__Supplied text__:

##############################

And if you'd ever had a Marine Corps Drill Sergeant, you might find yourself thinking of Stalin or another dictator.

BTW, war didn't defeat the Soviet Union. They defeated themselves. A lesson America should learn.

April 22, 2012 at 12:31 a.m.
SCOTTYM said...

happy,

The Soviet Union was bound to fail as all socialist/communist systems will eventually do so. The human desire to be free, to own private property, to enjoy the fruits of one's own labor and to make individual economic choices is much more powerful and, in the end, more beneficial to society as a whole than any government edict, even those enforced at gunpoint. Central control of a nations economy has never and will never work for any extended period of time. This is the lesson many people in this nation would do well to remember.

April 22, 2012 at 2:26 p.m.
JonRoss said...

I fear that as the ProgDems and Obamists tighten their control over every facet of our life we are going to have the same hellish society that Russia now has. If we can stop the Obama regime from totally enslaving us now we can avoid the decades of struggle that will be required to throw it off.

##############################

__To be done__:
Answer these questions about the comment thread above:
(a) According to the first comment, what defeated the Soviet Union?
(b) In SCOTTYM's comment, what has never worked and will never work for any extended period of time?
(c) What kind of society does JonRoss fear we are going to have?

__Material provided__:
##############################

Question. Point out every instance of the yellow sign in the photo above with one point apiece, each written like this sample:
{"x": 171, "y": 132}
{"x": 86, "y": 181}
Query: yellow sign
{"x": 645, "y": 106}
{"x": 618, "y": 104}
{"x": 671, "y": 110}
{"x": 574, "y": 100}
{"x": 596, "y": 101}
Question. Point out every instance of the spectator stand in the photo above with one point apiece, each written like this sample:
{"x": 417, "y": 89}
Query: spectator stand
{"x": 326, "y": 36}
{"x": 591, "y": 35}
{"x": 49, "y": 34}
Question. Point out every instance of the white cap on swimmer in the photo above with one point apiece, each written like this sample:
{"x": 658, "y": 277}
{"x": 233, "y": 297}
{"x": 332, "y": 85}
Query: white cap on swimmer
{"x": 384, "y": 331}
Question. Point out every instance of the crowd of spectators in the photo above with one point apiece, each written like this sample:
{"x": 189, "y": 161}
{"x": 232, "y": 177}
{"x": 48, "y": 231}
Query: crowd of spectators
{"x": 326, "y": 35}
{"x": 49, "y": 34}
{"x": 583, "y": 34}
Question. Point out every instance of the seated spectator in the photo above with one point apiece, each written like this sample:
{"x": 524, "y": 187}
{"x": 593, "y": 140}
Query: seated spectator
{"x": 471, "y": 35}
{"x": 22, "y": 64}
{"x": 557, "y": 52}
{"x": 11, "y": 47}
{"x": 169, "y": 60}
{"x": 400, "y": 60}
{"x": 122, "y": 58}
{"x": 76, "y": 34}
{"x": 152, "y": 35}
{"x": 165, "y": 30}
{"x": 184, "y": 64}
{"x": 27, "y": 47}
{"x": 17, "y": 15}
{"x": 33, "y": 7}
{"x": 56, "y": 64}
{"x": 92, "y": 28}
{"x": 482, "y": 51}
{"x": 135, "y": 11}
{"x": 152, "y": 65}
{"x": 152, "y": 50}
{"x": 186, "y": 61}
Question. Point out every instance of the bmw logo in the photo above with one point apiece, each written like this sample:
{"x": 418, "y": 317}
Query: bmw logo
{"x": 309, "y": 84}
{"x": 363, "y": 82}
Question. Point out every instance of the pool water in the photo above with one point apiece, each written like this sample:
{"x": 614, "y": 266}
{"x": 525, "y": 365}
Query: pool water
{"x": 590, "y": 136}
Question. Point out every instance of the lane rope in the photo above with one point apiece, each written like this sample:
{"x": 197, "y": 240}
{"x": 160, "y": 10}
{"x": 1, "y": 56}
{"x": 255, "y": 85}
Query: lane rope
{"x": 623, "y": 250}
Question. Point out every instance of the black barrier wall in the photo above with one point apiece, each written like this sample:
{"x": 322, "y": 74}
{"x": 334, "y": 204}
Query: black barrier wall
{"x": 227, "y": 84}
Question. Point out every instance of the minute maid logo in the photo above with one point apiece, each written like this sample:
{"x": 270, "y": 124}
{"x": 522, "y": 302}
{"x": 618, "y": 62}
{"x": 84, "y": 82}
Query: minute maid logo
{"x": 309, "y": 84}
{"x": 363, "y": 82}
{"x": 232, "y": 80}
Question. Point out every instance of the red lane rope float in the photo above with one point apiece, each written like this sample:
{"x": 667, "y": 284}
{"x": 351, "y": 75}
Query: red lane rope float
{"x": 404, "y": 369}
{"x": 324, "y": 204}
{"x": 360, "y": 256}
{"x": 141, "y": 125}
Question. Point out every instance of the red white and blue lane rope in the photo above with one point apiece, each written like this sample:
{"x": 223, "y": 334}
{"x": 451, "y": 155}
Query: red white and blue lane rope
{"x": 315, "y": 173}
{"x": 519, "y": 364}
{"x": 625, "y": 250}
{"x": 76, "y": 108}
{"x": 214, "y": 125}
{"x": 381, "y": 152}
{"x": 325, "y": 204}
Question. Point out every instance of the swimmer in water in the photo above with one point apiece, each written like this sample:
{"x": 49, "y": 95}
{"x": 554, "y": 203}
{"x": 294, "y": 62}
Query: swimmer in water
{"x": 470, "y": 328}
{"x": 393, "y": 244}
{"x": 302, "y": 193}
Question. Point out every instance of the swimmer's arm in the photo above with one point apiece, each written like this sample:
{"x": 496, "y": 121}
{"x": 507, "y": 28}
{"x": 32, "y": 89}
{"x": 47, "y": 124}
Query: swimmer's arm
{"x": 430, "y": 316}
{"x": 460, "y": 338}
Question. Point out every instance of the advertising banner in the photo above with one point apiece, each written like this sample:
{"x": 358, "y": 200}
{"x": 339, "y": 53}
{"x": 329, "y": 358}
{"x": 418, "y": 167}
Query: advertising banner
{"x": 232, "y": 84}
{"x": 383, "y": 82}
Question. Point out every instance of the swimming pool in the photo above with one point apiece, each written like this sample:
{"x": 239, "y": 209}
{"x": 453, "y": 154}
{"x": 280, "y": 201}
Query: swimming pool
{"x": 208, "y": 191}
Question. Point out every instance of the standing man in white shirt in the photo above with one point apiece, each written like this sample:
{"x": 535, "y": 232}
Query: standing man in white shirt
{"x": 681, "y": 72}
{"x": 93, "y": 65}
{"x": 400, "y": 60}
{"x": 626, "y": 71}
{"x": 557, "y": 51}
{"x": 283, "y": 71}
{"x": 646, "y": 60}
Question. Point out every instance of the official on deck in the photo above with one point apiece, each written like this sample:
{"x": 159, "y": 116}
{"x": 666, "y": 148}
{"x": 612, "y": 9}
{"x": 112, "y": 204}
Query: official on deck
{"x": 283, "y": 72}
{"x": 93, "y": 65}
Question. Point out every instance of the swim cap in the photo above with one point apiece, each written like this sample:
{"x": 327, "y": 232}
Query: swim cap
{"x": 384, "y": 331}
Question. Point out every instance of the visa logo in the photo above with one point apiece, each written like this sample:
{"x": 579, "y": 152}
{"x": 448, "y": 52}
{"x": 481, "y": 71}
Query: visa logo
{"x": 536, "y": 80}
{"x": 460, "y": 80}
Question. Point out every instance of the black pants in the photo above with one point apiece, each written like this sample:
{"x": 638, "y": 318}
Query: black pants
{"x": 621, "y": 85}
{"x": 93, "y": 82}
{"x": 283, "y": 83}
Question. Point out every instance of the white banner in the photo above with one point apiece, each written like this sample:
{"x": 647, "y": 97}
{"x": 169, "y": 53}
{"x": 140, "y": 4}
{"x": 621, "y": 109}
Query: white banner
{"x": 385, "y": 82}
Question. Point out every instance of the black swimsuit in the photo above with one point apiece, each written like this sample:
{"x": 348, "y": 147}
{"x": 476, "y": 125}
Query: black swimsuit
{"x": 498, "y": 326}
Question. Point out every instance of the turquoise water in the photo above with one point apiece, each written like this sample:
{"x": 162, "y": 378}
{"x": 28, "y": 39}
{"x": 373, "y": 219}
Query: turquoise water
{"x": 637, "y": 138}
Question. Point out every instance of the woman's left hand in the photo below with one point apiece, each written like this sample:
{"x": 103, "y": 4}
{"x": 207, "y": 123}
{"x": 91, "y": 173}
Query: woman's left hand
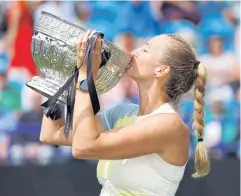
{"x": 81, "y": 47}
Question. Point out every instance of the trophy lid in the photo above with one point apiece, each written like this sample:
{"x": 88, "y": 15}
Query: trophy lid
{"x": 56, "y": 38}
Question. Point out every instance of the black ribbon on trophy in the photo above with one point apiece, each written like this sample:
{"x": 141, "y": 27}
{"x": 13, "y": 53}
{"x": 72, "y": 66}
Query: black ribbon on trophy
{"x": 54, "y": 111}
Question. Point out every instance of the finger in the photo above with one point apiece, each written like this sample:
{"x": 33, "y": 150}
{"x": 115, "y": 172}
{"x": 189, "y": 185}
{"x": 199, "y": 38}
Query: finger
{"x": 79, "y": 53}
{"x": 98, "y": 44}
{"x": 85, "y": 40}
{"x": 92, "y": 33}
{"x": 78, "y": 43}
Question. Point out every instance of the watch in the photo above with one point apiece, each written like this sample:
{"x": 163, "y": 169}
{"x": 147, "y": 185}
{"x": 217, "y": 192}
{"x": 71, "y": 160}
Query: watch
{"x": 82, "y": 85}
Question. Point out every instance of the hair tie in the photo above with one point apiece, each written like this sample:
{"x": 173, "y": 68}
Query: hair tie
{"x": 196, "y": 64}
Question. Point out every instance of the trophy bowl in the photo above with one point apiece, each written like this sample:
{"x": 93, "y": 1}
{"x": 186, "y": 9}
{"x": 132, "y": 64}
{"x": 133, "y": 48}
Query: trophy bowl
{"x": 54, "y": 53}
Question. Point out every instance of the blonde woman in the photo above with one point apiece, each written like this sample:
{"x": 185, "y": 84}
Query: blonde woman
{"x": 143, "y": 149}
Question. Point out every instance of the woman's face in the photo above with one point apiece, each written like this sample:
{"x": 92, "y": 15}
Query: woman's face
{"x": 147, "y": 59}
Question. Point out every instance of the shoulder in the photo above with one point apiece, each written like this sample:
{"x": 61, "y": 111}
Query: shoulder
{"x": 169, "y": 125}
{"x": 111, "y": 115}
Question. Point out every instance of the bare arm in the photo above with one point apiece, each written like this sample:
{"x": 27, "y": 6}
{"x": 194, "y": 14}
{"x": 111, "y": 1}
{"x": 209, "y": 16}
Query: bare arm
{"x": 52, "y": 132}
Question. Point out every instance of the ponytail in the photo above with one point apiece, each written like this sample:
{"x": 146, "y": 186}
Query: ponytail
{"x": 202, "y": 162}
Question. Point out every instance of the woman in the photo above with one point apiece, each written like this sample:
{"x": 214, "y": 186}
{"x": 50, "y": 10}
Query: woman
{"x": 145, "y": 150}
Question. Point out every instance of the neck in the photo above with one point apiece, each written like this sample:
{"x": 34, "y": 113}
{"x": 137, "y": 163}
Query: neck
{"x": 151, "y": 97}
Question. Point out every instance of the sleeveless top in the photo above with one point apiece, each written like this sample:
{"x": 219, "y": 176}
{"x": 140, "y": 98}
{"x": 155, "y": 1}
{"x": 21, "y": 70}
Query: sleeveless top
{"x": 147, "y": 175}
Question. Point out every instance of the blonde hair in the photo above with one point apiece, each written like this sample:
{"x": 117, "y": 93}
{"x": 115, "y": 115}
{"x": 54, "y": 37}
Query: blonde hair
{"x": 202, "y": 162}
{"x": 186, "y": 72}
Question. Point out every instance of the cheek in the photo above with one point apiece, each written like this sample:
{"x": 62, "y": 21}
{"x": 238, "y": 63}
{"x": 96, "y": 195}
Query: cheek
{"x": 143, "y": 67}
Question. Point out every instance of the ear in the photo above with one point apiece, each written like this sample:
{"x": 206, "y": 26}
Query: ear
{"x": 162, "y": 71}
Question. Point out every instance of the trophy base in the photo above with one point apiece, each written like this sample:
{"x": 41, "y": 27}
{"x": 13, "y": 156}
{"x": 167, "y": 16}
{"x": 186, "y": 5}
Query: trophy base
{"x": 46, "y": 87}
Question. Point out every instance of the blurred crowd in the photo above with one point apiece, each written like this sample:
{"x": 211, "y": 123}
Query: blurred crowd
{"x": 212, "y": 27}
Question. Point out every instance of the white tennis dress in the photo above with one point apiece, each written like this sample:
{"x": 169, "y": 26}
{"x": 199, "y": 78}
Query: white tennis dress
{"x": 148, "y": 175}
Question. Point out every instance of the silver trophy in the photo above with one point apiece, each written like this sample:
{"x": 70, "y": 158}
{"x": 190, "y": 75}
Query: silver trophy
{"x": 54, "y": 53}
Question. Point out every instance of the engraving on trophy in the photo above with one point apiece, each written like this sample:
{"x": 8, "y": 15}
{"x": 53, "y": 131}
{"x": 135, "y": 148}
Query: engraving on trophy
{"x": 54, "y": 53}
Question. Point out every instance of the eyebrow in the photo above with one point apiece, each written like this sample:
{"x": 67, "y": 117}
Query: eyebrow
{"x": 148, "y": 44}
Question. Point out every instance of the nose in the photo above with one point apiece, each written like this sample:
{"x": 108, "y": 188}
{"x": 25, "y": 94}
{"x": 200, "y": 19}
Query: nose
{"x": 135, "y": 53}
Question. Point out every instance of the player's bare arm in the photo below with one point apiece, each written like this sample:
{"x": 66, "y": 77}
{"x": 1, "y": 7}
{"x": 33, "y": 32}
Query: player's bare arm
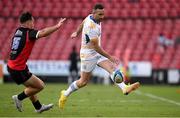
{"x": 47, "y": 31}
{"x": 97, "y": 48}
{"x": 78, "y": 31}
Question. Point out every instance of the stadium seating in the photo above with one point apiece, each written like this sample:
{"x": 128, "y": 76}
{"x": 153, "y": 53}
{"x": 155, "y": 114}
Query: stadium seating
{"x": 129, "y": 25}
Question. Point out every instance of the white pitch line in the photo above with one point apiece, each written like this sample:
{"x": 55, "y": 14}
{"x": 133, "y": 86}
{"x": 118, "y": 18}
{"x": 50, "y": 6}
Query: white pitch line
{"x": 157, "y": 97}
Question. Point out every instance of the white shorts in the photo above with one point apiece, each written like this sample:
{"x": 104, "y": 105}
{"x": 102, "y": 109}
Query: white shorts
{"x": 90, "y": 64}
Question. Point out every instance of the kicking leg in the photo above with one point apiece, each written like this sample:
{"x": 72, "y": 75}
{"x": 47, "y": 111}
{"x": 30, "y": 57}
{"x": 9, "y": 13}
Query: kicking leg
{"x": 85, "y": 77}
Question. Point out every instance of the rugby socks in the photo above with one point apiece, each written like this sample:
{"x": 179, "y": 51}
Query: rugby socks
{"x": 112, "y": 76}
{"x": 37, "y": 105}
{"x": 22, "y": 96}
{"x": 122, "y": 85}
{"x": 73, "y": 87}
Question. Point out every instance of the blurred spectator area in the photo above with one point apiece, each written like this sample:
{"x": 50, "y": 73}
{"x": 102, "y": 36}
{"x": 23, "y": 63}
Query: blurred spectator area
{"x": 129, "y": 24}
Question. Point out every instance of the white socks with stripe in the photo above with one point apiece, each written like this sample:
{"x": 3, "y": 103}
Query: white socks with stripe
{"x": 72, "y": 88}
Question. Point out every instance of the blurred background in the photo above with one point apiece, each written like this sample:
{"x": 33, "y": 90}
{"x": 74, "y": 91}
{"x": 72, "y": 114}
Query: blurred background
{"x": 143, "y": 34}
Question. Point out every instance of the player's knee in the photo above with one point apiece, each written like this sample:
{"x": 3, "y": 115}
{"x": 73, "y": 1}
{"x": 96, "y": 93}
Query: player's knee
{"x": 41, "y": 86}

##############################

__Response to the exercise__:
(a) The Soviet Union defeated itself; war did not defeat it.
(b) Central control of a nation's economy.
(c) The same hellish society that Russia now has.